WHAT IS ASKED: Find each line in the data below that contains the word "instance", matching case exactly, and copy those lines in full.

DATA ROWS:
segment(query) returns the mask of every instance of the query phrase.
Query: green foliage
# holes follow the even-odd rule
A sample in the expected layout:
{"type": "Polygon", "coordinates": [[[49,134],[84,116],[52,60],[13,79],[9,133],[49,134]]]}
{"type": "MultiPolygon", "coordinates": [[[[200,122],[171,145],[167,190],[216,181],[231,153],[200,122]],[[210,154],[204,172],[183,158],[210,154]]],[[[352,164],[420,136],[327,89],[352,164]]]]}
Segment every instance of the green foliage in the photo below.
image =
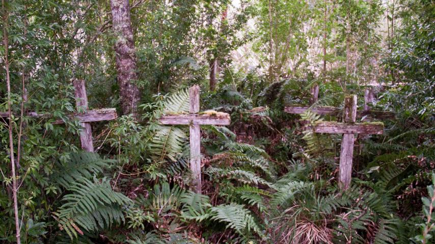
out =
{"type": "Polygon", "coordinates": [[[434,205],[435,205],[435,190],[433,186],[435,186],[435,173],[432,173],[432,184],[427,186],[427,193],[430,198],[422,197],[423,202],[423,212],[426,219],[426,223],[419,224],[417,225],[420,227],[421,234],[416,236],[412,238],[412,240],[416,243],[428,243],[428,240],[432,238],[433,231],[435,230],[435,213],[433,212],[434,205]]]}
{"type": "Polygon", "coordinates": [[[121,208],[130,200],[113,191],[106,178],[92,181],[81,178],[67,191],[69,194],[62,199],[65,203],[53,216],[71,239],[77,233],[83,234],[82,229],[93,232],[125,221],[121,208]]]}
{"type": "Polygon", "coordinates": [[[102,160],[98,154],[80,151],[72,152],[63,163],[57,162],[51,175],[52,180],[64,188],[68,188],[72,182],[82,178],[92,178],[102,173],[103,169],[108,167],[113,160],[102,160]]]}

TASK RESULT:
segment(query) returns the mask of every instance of the query phrase.
Segment every instance of the green foliage in the photo below.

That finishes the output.